= Source records =
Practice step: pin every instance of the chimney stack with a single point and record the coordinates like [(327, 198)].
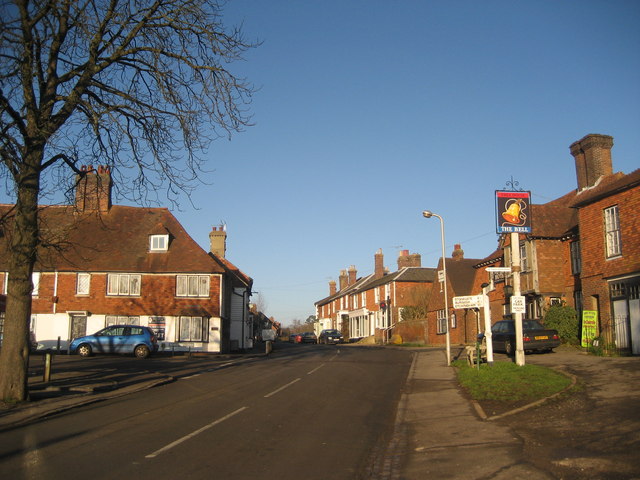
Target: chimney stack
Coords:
[(343, 279), (593, 159), (218, 241), (458, 253), (378, 271), (352, 275), (93, 189), (409, 260)]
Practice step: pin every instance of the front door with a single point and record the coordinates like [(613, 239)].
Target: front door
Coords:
[(78, 326), (621, 323), (634, 321)]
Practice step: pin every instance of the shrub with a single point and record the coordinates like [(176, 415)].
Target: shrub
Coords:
[(565, 320)]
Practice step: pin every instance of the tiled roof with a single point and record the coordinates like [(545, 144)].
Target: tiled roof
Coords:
[(232, 269), (552, 220), (113, 241), (559, 217), (608, 186), (461, 274)]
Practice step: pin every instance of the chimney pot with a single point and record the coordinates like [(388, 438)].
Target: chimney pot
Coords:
[(378, 271), (218, 241), (592, 156)]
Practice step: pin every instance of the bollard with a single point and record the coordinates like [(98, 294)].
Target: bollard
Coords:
[(47, 367)]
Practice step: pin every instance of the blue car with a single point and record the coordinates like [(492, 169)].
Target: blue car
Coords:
[(124, 339)]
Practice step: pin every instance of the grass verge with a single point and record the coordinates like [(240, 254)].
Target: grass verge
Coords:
[(509, 383)]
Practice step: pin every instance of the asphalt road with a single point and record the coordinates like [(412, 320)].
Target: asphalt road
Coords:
[(310, 411)]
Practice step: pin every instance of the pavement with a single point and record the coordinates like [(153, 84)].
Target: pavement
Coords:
[(438, 431), (448, 436)]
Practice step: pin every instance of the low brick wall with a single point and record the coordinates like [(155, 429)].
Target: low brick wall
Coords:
[(413, 331)]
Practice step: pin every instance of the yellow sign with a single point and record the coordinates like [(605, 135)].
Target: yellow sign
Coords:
[(589, 327)]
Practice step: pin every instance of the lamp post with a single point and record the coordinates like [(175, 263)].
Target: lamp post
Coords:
[(429, 214)]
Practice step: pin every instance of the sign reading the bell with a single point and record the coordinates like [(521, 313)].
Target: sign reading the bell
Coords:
[(513, 212), (518, 304)]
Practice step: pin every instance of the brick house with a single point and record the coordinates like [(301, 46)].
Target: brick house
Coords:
[(461, 274), (609, 242), (372, 305), (584, 248), (101, 264), (583, 251)]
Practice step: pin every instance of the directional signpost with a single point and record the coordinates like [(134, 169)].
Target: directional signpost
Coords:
[(470, 301)]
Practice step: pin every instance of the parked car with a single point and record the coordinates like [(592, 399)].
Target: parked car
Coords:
[(125, 339), (309, 337), (535, 337), (330, 335)]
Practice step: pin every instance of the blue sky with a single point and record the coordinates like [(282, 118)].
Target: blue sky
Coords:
[(369, 112)]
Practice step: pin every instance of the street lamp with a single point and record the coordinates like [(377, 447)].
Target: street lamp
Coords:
[(429, 214)]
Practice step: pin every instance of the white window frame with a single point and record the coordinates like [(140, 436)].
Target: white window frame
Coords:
[(35, 280), (121, 320), (83, 283), (191, 329), (576, 257), (192, 286), (124, 284), (613, 243), (441, 322), (158, 243), (524, 258)]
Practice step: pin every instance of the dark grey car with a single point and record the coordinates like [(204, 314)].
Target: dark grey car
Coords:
[(534, 335)]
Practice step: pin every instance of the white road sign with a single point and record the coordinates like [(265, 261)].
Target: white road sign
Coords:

= Directive =
Rewrite the material above as a Markdown table with the columns "Row" and "Line," giving each line its own numbered row and skipping blank lines. Cover all of the material, and leave the pictures out.

= Answer for this exercise =
| Row | Line |
|---|---|
| 1 | Practice step: pin every instance of the chimney stack with a single point and record the coordinates like [(327, 198)]. |
| 2 | Target: chimney stack |
| 3 | Coords: |
| 4 | [(343, 279), (593, 159), (218, 241), (458, 253), (378, 271), (352, 275), (93, 189), (409, 260)] |
| 5 | Practice step: pin every instance of the front door with a single point and record the coordinates like [(613, 239)]. |
| 6 | Target: front door |
| 7 | Coords: |
| 8 | [(78, 326), (621, 323), (634, 321)] |
| 9 | Practice step: pin every instance of the shrub with a single point and record the coordinates like [(176, 415)]. |
| 10 | Target: shrub |
| 11 | Coords: |
| 12 | [(565, 320)] |
| 13 | Practice step: pin every instance of the tiled roof with a single point and record the coordinates like [(545, 144)]. |
| 14 | Target: tiled roof |
| 15 | Coords: |
| 16 | [(232, 269), (552, 220), (113, 241), (559, 217), (608, 186), (461, 274)] |
| 17 | Practice step: pin every instance of the chimney pot with a single point and record the coordinates like [(388, 438)]. |
| 18 | Target: chimney pot |
| 19 | Coords: |
| 20 | [(378, 271), (218, 241), (592, 156)] |
| 21 | Practice step: pin every instance of the bollard with a single point and record the coordinates like [(98, 294)]. |
| 22 | Target: bollard |
| 23 | Coords: |
| 24 | [(47, 367)] |
| 25 | Practice step: pin every instance of the blue car with a single point and record the coordinates like [(492, 169)]. |
| 26 | Target: blue car |
| 27 | Coords: |
| 28 | [(124, 339)] |
| 29 | Practice step: pin every instance of the grass verge with a single point and record the coordinates like [(240, 254)]. |
| 30 | Target: grass verge |
| 31 | Coords: |
| 32 | [(509, 383)] |
| 33 | Practice step: pin every instance of the asphalt road with a single point and record the coordinates like [(412, 320)]. |
| 34 | Target: asphalt road |
| 35 | Coords: |
| 36 | [(310, 411)] |
| 37 | Practice step: pin every instance of the pavement with a single point and record the coordinates like [(153, 84)]. |
| 38 | Target: pavement |
| 39 | Coords: |
| 40 | [(438, 431), (448, 436)] |
| 41 | Practice step: pin every instance of the low brick wall with a single point and record the coordinates like [(155, 429)]. |
| 42 | Target: low brick wall |
| 43 | Coords: |
| 44 | [(413, 331)] |
| 45 | Practice step: pin every instance of the yellow sign with a single point and record the coordinates like [(605, 135)]. |
| 46 | Target: yellow sign |
| 47 | Coords: |
| 48 | [(589, 327)] |
| 49 | Practice step: pin every instance of the lamp post with a single point and record the coordinates like [(175, 263)]. |
| 50 | Target: lamp post |
| 51 | Coords: |
| 52 | [(429, 214)] |
| 53 | Practice step: pin every instance of the sign reading the bell with a single point and record the coordinates like [(521, 313)]. |
| 54 | Target: sign reading the bell |
| 55 | Coords: |
| 56 | [(513, 212), (518, 304)] |
| 57 | Practice step: pin every instance of the brick house with a single point and record the coordinates like [(301, 46)]. |
| 58 | Target: brick house |
| 59 | Coords: |
| 60 | [(461, 274), (609, 242), (372, 305), (584, 248), (101, 264), (583, 251)] |
| 61 | Practice step: pin every instance of the directional signpost with a single point and record the coordinates like [(134, 169)]. |
| 62 | Target: directional signpost |
| 63 | Coords: |
| 64 | [(470, 301)] |
| 65 | Practice step: pin every instance of the parked car with a single point and record the coordinates like [(592, 399)]. |
| 66 | Target: parked car |
| 67 | Coords: |
| 68 | [(125, 339), (309, 337), (535, 337), (330, 335)] |
| 69 | Practice step: pin every instance of the blue sky with a single point and record the coordinates like [(282, 118)]. |
| 70 | Target: blue sky |
| 71 | Coords: |
| 72 | [(369, 112)] |
| 73 | Practice step: pin every instance of the street lamp with a single point and record the coordinates like [(377, 447)]. |
| 74 | Target: street lamp |
| 75 | Coords: |
| 76 | [(429, 214)] |
| 77 | Practice step: pin every instance of the white window frame with a single point and record the coordinates like [(140, 436)]. |
| 78 | Target: white window frame |
| 79 | Coords: |
| 80 | [(35, 280), (121, 320), (83, 283), (191, 329), (576, 257), (192, 286), (124, 284), (613, 243), (441, 322), (158, 243), (524, 258)] |
| 81 | Practice step: pin every instance of the dark grey car with a single point and record the coordinates like [(204, 314)]. |
| 82 | Target: dark grey car |
| 83 | Coords: |
| 84 | [(534, 335)] |
| 85 | Practice step: pin every instance of the white road sign with a single point and record the coordinates like [(265, 261)]. |
| 86 | Target: white road sign |
| 87 | Coords: |